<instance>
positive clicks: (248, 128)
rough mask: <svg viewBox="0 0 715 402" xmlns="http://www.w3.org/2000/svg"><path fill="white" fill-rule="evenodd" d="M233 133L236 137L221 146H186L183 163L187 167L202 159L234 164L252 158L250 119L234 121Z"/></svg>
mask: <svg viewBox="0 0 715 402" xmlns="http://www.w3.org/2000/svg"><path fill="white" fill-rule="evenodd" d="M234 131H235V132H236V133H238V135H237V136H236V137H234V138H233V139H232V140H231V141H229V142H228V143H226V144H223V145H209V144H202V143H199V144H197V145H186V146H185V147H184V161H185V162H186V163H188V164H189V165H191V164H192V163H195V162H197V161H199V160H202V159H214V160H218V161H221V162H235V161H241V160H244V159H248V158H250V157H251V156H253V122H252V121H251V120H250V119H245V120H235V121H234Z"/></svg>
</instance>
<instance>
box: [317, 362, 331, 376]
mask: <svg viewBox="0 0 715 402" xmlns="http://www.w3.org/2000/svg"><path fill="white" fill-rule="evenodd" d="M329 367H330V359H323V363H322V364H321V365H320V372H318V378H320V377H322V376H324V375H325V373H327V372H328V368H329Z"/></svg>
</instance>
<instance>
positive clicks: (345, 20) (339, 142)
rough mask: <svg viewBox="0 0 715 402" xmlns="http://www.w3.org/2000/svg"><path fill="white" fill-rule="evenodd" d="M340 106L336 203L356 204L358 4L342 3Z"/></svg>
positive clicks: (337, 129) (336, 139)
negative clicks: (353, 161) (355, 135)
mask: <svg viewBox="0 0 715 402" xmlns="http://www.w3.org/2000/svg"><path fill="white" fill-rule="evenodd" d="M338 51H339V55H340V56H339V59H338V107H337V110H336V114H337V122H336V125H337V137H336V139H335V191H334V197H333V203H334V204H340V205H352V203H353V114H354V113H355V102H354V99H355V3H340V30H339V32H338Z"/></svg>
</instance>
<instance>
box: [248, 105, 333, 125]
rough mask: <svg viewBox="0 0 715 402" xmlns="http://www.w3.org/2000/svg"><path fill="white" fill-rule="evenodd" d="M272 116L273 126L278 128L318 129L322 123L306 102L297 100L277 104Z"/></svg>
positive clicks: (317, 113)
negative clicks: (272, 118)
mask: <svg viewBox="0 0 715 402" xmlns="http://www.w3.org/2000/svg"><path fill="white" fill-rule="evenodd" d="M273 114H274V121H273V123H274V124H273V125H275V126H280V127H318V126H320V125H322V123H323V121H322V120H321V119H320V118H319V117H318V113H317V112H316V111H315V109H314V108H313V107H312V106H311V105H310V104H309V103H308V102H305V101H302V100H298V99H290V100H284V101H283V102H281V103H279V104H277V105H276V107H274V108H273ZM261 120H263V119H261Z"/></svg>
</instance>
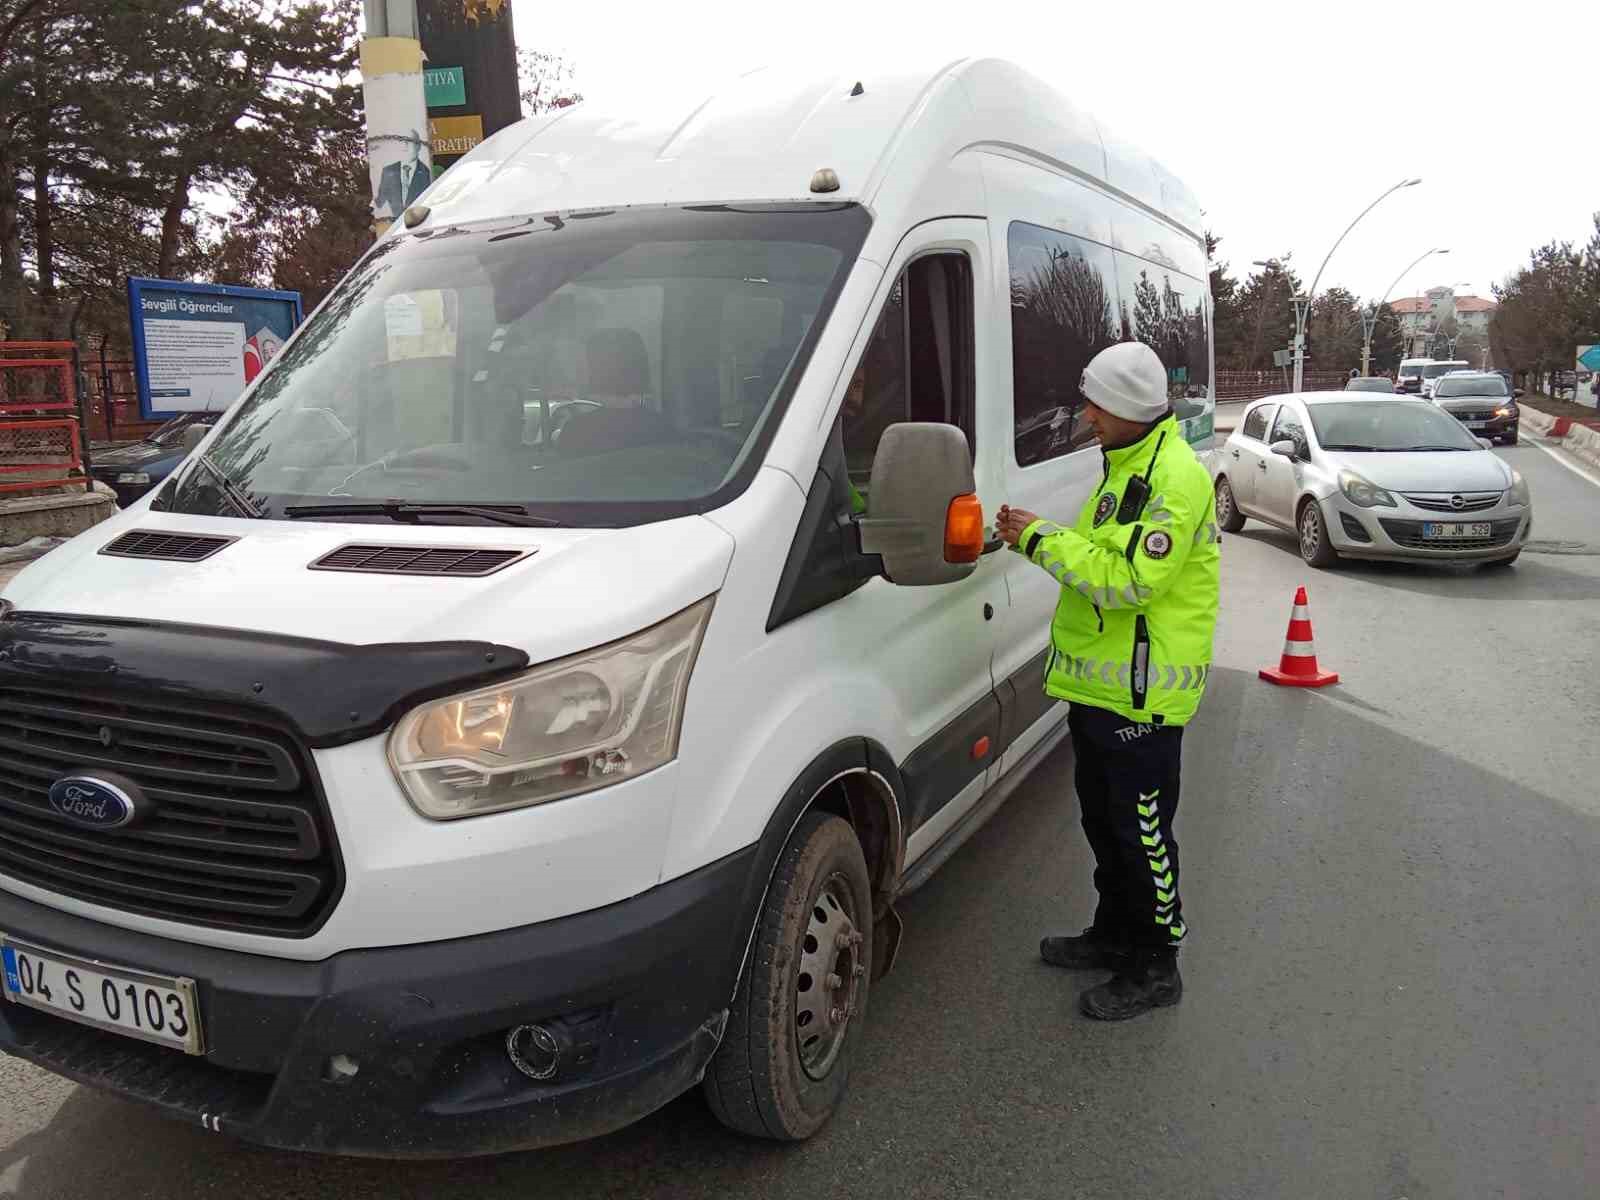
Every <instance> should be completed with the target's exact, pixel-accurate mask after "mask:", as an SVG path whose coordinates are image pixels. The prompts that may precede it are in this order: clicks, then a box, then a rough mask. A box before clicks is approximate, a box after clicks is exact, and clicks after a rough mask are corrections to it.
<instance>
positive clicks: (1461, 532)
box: [1422, 522, 1494, 542]
mask: <svg viewBox="0 0 1600 1200" xmlns="http://www.w3.org/2000/svg"><path fill="white" fill-rule="evenodd" d="M1422 536H1424V538H1430V539H1437V541H1446V542H1448V541H1450V539H1451V538H1493V536H1494V526H1491V525H1490V523H1488V522H1422Z"/></svg>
____________________
WHAT IS REQUIRED:
Copy out all of the data above with every "rough mask" renamed to "coarse mask" and nothing else changed. Omit the pictures.

EXERCISE OUTPUT:
<instance>
positive clicks: (248, 128)
coarse mask: <svg viewBox="0 0 715 402" xmlns="http://www.w3.org/2000/svg"><path fill="white" fill-rule="evenodd" d="M233 133L236 137L221 146H186L183 163L187 167L202 159L234 164L252 158L250 119L234 121Z"/></svg>
mask: <svg viewBox="0 0 715 402" xmlns="http://www.w3.org/2000/svg"><path fill="white" fill-rule="evenodd" d="M234 131H235V132H236V133H238V135H237V136H236V137H234V138H233V139H232V140H231V141H229V142H228V143H226V144H223V145H209V144H202V143H199V144H197V145H186V146H185V147H184V161H185V162H186V163H188V164H189V165H191V164H192V163H195V162H197V161H199V160H202V159H214V160H218V161H221V162H235V161H241V160H244V159H248V158H250V157H251V156H253V122H252V121H251V120H250V119H245V120H235V121H234Z"/></svg>
</instance>
<instance>
box: [317, 362, 331, 376]
mask: <svg viewBox="0 0 715 402" xmlns="http://www.w3.org/2000/svg"><path fill="white" fill-rule="evenodd" d="M329 367H330V359H323V363H322V364H321V365H320V372H318V378H320V377H322V376H324V375H325V373H327V372H328V368H329Z"/></svg>
</instance>
<instance>
positive clicks: (345, 20) (339, 142)
coarse mask: <svg viewBox="0 0 715 402" xmlns="http://www.w3.org/2000/svg"><path fill="white" fill-rule="evenodd" d="M340 106L336 203L356 204L358 4L342 3Z"/></svg>
positive clicks: (337, 129) (336, 139)
negative clicks: (353, 161) (355, 135)
mask: <svg viewBox="0 0 715 402" xmlns="http://www.w3.org/2000/svg"><path fill="white" fill-rule="evenodd" d="M338 51H339V55H340V56H339V59H338V107H337V110H336V114H337V122H336V125H337V137H336V139H335V191H334V197H333V203H334V204H340V205H352V203H353V114H354V113H355V102H354V99H355V3H340V30H339V32H338Z"/></svg>
</instance>
<instance>
box: [248, 105, 333, 125]
coarse mask: <svg viewBox="0 0 715 402" xmlns="http://www.w3.org/2000/svg"><path fill="white" fill-rule="evenodd" d="M272 116L273 126L278 128L318 129L322 123L306 102L297 100L277 104Z"/></svg>
positive clicks: (317, 113)
negative clicks: (272, 118)
mask: <svg viewBox="0 0 715 402" xmlns="http://www.w3.org/2000/svg"><path fill="white" fill-rule="evenodd" d="M273 114H274V121H273V123H274V124H273V125H275V126H280V127H318V126H320V125H322V123H323V121H322V120H321V119H320V118H319V117H318V113H317V112H316V111H315V109H314V108H313V107H312V106H311V105H310V104H309V103H308V102H305V101H302V100H298V99H290V100H284V101H283V102H281V103H279V104H277V105H276V107H274V108H273ZM261 120H263V119H261Z"/></svg>
</instance>
Every <instance> should be completed with the target's exact, pixel-accurate mask after "mask:", as an SVG path whose coordinates are image pixels. The prompts that may precede it are in this order: clicks, then a box, then a coarse mask. A box before clicks is approximate, a box after clicks is exact, and clicks after a coarse mask are corrections to it.
<instance>
positive clicks: (1461, 532)
box: [1422, 522, 1494, 542]
mask: <svg viewBox="0 0 1600 1200" xmlns="http://www.w3.org/2000/svg"><path fill="white" fill-rule="evenodd" d="M1422 536H1424V538H1430V539H1437V541H1446V542H1448V541H1450V539H1451V538H1493V536H1494V526H1491V525H1490V523H1488V522H1422Z"/></svg>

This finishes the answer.